---------- Text

#7-Tage-Regel

ARD: Alte. Rentner. Doofe?

von , 7.11.13

Wow. Was für ein Wochenende. 48 Stunden schlossen sich 140 ARD-Volontäre mit viel Kaffee und Butterkuchen in den großen Kongreßsaal von Radio Bremen ein und berieten darüber, wie man die “Arbeitsgemeinschaft der öffentlich-rechtlichen Rundfunkanstalten der Bundesrepublik Deutschland” anders machen kann.

;tldr? Gibt es am Ende des Artikels …

Eine bislang einmalige und nicht nur deswegen sehr tolle Sache. Aus eigener Erfahrung weiß ich: So viele Menschen aus ganz Deutschland ehrenamtlich und freiwillig zu koordinieren, ist harte Arbeit.

Einer ARD-Anstalt räumliche (und butterkuchliche) Unterstützung abzuringen, ist schwierig. Die Vision zu haben, dass man gemeinsame Forderungen entwickeln könnte, ist gewagt. Und die Chuzpe, ARD-Anstaltsbosse vorzuladen einzuladen, um ihnen mal auf den Zahn zu fühlen, ist wagemutig. Vor allem, wenn sie dann auch noch kommen.
 

Hier waren sie noch fit: Zu Beginn des #vololab videogrüßte Jan Böhmerman (Foto: © Daniel Bröckerhoff)


Hier waren sie noch fit: Zu Beginn des #vololab videogrüßte Jan Böhmerman (Foto: © Daniel Bröckerhoff)

--------------------
---------- Datensätze

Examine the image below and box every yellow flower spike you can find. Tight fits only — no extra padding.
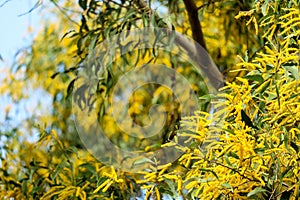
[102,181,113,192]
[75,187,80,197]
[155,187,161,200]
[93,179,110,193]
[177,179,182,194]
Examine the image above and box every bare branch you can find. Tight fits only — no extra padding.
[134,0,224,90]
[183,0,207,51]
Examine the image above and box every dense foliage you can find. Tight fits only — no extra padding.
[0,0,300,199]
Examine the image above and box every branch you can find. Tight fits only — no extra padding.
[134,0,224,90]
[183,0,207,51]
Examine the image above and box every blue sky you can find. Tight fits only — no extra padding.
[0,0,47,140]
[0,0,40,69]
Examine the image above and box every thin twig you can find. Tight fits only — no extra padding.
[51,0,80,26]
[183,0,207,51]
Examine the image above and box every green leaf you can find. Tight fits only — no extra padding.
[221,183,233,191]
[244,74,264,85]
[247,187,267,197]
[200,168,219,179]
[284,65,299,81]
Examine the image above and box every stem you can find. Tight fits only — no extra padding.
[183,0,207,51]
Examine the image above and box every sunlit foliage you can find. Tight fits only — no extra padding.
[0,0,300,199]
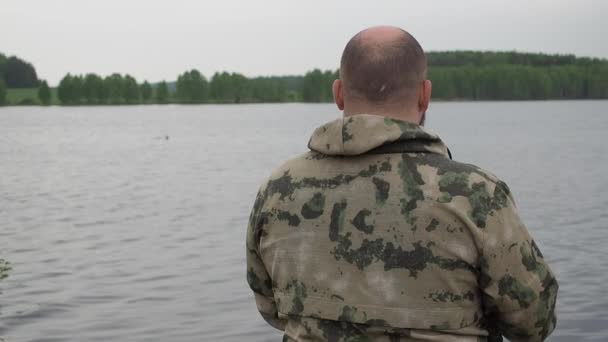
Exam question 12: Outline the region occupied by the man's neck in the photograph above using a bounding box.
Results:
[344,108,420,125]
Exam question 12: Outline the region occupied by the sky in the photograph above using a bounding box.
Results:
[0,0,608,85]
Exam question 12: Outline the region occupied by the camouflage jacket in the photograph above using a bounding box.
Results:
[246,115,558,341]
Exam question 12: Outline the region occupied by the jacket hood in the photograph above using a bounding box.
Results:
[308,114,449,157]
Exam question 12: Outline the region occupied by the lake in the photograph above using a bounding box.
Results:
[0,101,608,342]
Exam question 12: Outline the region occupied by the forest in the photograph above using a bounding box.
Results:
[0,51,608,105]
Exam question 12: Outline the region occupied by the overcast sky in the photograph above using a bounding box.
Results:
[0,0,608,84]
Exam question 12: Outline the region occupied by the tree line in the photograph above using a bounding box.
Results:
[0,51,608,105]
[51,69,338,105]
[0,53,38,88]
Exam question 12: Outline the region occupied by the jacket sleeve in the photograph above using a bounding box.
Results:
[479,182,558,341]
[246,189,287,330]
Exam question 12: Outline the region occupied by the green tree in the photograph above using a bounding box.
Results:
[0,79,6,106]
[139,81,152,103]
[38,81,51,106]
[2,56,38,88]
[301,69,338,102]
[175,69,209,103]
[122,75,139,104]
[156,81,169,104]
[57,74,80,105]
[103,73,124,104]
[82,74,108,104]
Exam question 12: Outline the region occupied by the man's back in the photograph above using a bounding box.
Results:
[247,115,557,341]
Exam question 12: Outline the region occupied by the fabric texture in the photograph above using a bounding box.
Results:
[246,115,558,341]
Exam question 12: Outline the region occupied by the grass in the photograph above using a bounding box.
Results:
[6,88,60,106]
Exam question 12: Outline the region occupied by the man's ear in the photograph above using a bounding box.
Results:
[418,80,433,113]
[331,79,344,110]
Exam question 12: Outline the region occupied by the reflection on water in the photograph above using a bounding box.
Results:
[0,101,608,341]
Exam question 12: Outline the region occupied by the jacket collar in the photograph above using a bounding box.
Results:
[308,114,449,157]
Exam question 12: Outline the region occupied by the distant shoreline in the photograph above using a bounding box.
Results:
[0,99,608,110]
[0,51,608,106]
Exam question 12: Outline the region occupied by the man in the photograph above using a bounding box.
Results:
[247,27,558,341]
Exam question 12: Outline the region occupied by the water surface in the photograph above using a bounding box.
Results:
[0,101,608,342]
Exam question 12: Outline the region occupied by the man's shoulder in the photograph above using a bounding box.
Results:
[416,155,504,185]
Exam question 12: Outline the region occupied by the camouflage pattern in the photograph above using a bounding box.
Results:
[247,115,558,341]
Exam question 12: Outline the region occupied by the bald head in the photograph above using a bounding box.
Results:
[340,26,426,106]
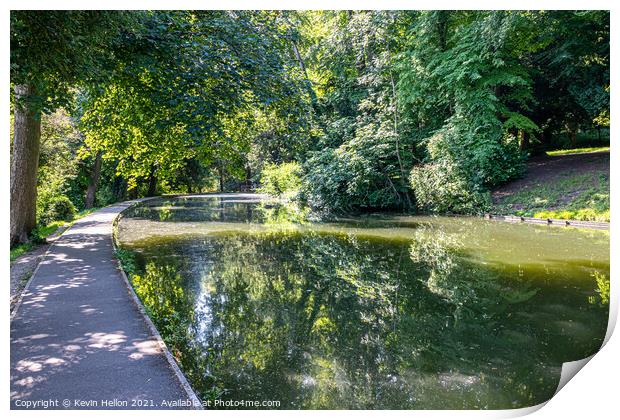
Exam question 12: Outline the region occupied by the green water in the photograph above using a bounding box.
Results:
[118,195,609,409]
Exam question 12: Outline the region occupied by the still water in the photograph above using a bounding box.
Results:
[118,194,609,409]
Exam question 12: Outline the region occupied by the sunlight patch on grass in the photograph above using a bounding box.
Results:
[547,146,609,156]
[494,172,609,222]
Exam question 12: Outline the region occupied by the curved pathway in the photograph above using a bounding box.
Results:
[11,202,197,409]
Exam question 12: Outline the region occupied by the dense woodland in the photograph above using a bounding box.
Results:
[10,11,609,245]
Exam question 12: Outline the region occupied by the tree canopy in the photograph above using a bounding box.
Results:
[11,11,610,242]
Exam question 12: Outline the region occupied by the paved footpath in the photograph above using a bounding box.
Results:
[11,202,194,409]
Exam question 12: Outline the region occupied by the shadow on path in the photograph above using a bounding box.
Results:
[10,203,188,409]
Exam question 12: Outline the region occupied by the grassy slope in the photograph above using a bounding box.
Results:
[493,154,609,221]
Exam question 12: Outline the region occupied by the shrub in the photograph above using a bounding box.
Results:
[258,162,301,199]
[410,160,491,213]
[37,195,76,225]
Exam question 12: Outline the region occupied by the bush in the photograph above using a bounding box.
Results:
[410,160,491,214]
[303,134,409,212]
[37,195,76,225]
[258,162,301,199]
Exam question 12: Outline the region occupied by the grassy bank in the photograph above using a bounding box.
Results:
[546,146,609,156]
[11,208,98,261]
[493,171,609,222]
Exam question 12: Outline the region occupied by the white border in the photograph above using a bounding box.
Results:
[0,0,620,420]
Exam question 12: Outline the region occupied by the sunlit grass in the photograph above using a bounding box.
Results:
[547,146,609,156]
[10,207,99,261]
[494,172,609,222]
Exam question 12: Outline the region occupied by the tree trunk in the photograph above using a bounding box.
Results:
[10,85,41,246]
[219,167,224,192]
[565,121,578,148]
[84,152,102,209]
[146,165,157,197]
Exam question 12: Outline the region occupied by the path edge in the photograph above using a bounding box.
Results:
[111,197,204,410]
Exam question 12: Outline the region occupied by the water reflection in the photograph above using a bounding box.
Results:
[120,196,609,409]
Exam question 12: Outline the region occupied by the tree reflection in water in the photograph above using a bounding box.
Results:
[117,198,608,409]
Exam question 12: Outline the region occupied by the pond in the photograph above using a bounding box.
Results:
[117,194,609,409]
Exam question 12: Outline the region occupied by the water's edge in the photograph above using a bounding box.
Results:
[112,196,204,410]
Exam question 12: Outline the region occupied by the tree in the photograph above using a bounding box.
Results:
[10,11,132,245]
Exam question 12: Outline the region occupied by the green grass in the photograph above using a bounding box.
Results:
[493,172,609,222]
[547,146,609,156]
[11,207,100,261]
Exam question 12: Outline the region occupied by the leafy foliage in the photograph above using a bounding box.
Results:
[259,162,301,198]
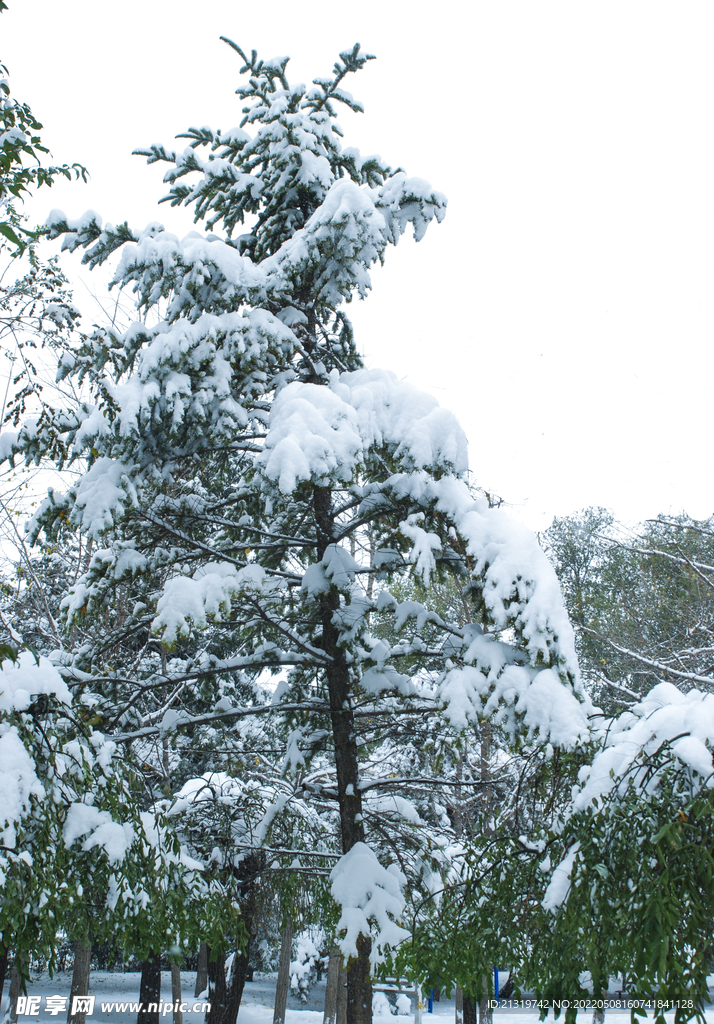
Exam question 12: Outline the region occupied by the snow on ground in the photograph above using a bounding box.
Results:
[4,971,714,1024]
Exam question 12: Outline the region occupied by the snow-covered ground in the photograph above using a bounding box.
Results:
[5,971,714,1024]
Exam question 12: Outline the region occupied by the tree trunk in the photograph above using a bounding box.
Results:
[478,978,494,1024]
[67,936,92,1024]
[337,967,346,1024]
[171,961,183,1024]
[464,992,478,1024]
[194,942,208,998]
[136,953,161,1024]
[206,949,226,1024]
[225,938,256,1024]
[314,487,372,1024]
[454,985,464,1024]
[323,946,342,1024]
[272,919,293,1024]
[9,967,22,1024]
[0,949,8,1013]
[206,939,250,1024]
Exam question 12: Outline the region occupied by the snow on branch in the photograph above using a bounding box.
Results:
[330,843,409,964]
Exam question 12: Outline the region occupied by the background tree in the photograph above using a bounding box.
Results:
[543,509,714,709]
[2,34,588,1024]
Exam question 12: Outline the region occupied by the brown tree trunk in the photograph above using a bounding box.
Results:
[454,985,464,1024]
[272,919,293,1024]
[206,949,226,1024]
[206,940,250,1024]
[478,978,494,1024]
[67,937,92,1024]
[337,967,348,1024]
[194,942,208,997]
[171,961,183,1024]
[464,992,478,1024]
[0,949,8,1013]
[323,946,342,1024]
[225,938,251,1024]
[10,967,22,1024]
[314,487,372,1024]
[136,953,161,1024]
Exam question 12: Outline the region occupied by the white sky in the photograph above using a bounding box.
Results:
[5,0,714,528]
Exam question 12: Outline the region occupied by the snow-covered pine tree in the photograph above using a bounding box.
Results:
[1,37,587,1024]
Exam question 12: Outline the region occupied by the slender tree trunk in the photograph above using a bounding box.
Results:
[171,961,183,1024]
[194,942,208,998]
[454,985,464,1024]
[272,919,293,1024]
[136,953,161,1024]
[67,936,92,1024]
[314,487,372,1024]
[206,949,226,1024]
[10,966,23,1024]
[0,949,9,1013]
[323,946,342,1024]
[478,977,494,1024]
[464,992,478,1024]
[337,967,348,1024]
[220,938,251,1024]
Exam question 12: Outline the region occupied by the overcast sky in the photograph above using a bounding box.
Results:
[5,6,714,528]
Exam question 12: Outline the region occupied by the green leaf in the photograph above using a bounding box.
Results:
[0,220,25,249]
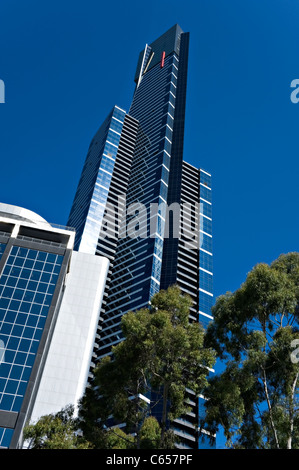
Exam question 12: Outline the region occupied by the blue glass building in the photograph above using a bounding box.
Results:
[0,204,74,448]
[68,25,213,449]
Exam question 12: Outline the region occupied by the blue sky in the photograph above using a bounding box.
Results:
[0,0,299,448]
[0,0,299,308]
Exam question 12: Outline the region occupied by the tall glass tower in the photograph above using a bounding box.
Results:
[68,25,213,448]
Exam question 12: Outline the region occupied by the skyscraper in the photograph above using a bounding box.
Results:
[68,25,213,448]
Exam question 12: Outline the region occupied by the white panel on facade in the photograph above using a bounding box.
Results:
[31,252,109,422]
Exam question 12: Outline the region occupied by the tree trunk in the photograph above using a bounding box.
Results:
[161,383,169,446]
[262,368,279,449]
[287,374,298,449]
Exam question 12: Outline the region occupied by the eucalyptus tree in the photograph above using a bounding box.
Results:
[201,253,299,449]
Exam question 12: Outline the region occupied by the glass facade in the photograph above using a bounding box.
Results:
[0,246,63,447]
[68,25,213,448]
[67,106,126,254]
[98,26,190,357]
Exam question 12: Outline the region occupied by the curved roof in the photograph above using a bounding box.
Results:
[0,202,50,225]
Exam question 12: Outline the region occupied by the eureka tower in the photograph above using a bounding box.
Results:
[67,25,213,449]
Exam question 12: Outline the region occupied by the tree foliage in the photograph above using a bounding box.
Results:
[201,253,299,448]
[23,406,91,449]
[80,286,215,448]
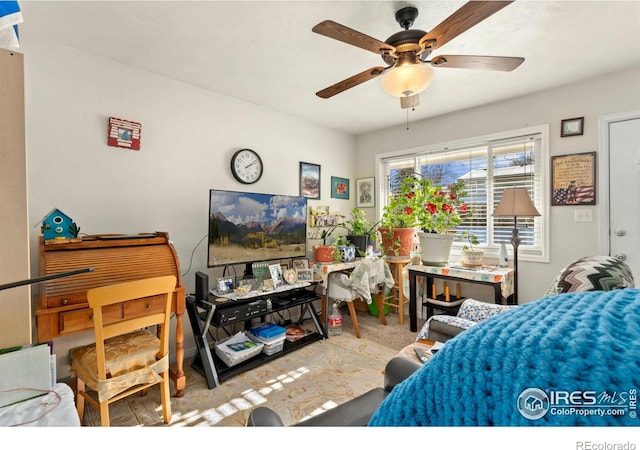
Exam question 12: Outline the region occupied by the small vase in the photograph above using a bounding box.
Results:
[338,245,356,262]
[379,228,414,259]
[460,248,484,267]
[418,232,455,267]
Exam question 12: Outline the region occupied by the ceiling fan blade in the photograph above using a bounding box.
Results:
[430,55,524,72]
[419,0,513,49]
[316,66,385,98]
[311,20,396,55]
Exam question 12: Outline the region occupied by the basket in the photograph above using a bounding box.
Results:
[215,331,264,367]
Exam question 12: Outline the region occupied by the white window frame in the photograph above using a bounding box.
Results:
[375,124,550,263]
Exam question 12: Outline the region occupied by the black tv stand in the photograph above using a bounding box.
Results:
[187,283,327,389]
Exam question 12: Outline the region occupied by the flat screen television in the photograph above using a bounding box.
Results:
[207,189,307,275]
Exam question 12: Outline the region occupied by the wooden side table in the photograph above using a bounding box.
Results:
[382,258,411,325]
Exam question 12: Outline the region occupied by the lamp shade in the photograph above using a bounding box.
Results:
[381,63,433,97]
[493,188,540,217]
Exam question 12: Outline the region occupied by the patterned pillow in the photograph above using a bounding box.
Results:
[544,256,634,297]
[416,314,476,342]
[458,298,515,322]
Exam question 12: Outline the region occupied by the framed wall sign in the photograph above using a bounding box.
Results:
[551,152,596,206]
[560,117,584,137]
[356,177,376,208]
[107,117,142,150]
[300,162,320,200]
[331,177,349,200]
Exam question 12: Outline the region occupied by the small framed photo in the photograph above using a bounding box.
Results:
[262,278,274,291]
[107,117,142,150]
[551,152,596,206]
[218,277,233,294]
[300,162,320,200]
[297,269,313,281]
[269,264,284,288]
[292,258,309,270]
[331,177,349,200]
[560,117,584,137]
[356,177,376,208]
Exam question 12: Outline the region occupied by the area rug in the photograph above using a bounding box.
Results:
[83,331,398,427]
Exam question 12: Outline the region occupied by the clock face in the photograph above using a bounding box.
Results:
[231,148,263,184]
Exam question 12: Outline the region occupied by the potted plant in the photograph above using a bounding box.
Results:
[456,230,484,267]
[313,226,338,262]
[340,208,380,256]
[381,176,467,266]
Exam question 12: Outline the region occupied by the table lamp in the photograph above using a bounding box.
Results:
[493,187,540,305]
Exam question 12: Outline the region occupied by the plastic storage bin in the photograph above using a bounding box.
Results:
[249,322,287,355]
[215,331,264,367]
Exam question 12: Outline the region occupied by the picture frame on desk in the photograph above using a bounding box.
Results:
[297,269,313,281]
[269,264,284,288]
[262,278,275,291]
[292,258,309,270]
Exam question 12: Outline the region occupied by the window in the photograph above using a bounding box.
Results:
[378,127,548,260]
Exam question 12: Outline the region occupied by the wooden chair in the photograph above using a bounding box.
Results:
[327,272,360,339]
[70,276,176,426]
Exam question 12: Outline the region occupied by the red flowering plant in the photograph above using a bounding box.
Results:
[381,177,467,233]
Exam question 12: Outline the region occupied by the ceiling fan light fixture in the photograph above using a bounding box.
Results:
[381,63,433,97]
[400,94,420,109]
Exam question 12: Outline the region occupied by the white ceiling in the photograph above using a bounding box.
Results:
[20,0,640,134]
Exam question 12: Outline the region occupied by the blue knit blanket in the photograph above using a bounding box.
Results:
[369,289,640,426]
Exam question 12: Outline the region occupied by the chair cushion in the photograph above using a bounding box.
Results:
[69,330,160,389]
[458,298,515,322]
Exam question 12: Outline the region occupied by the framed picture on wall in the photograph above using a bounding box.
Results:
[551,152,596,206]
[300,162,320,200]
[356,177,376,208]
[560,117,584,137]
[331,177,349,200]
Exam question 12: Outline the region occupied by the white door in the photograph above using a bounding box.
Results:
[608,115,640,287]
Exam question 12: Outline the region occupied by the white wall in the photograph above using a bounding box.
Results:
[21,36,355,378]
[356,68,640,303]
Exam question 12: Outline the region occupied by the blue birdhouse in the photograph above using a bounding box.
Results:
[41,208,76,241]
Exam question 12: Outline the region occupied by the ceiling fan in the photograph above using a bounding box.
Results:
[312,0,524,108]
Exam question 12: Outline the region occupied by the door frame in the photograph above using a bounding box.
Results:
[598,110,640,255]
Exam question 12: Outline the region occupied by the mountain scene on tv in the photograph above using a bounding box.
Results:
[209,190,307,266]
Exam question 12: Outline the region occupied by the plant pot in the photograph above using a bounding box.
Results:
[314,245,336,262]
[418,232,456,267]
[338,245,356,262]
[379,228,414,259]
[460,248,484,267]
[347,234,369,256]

--------------------

[Kurze Aufgabe 1] Nenne alle Adjektive, mit denen im Absatz des Artikels, der mit „Einer ARD-Anstalt“ beginnt, die einzelnen Vorhaben bewertet werden.
[Kurze Aufgabe 2] Schreibe aus dem Artikel den Abschnitt zwischen „#7-Tage-Regel“ und „ist harte Arbeit.“ einschließlich wortgetreu ab.

[Antwort 1] schwierig, gewagt, wagemutig

[Antwort 2]
#7-Tage-Regel

ARD: Alte. Rentner. Doofe?

von , 7.11.13

Wow. Was für ein Wochenende. 48 Stunden schlossen sich 140 ARD-Volontäre mit viel Kaffee und Butterkuchen in den großen Kongreßsaal von Radio Bremen ein und berieten darüber, wie man die “Arbeitsgemeinschaft der öffentlich-rechtlichen Rundfunkanstalten der Bundesrepublik Deutschland” anders machen kann.

;tldr? Gibt es am Ende des Artikels …

Eine bislang einmalige und nicht nur deswegen sehr tolle Sache. Aus eigener Erfahrung weiß ich: So viele Menschen aus ganz Deutschland ehrenamtlich und freiwillig zu koordinieren, ist harte Arbeit.